Entries from a dataset
┄┄┄┄┄┄

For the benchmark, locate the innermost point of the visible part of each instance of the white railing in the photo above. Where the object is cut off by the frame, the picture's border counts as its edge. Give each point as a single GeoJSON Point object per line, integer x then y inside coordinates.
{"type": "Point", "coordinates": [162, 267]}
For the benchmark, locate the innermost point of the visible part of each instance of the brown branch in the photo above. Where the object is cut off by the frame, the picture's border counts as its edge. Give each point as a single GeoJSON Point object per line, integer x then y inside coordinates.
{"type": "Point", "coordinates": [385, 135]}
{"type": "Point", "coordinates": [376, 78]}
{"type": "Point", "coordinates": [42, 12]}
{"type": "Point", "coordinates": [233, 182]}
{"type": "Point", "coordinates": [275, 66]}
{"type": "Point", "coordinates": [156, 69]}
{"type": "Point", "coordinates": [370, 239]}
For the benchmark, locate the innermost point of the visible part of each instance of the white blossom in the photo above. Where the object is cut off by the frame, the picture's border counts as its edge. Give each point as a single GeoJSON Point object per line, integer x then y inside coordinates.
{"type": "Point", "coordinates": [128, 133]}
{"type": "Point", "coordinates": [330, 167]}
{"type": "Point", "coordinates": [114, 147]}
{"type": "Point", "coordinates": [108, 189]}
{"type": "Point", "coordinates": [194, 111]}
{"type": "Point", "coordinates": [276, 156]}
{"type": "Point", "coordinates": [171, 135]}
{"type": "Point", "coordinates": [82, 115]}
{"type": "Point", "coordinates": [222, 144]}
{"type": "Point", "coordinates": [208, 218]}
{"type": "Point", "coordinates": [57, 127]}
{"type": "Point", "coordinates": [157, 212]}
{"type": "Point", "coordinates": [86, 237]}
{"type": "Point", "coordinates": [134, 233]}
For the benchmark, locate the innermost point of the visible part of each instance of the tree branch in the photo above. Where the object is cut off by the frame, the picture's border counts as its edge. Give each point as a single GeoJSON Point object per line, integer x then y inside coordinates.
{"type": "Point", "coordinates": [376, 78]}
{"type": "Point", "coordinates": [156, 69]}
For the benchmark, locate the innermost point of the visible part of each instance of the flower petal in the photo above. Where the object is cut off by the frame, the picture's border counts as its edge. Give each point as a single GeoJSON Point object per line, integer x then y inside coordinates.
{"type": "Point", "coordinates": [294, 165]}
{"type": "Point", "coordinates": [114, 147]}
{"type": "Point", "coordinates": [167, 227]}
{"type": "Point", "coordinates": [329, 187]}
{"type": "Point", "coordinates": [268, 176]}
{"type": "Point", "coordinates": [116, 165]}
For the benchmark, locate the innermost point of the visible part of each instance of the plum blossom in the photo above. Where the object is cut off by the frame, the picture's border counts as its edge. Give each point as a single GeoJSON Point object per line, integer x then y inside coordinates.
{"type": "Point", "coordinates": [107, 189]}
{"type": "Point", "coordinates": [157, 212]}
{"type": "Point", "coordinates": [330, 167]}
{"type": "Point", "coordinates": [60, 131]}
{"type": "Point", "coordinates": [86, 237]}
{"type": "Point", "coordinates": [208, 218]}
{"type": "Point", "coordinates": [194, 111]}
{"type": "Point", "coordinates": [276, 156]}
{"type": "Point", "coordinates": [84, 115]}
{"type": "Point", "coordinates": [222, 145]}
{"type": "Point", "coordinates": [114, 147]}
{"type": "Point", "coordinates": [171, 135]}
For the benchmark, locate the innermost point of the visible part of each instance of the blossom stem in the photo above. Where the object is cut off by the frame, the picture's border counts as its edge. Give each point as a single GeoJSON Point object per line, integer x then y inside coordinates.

┄┄┄┄┄┄

Task objective
Return, word for word, every line from the line with "of the plum" to the final line of the data.

Solved problem
For the benchmark, locate the innermost point of the visible part of each instance of the plum blossom in the photo above. Where the object is cut off by the frame, the picture's border counts as its edge. Give each point as a single GeoJSON Point object per line, integer x then y inside coordinates.
{"type": "Point", "coordinates": [107, 189]}
{"type": "Point", "coordinates": [157, 212]}
{"type": "Point", "coordinates": [330, 167]}
{"type": "Point", "coordinates": [60, 131]}
{"type": "Point", "coordinates": [86, 237]}
{"type": "Point", "coordinates": [208, 218]}
{"type": "Point", "coordinates": [194, 111]}
{"type": "Point", "coordinates": [276, 156]}
{"type": "Point", "coordinates": [84, 115]}
{"type": "Point", "coordinates": [222, 145]}
{"type": "Point", "coordinates": [114, 147]}
{"type": "Point", "coordinates": [171, 135]}
For the benchmark, locate the innermost point of the visible part of each instance of the blossom stem in the photo above. Where the object is cut off by the frame, the picture's border counts as its edge. Give each point as a single GeoJSON Point object per line, integer x then y inside coordinates.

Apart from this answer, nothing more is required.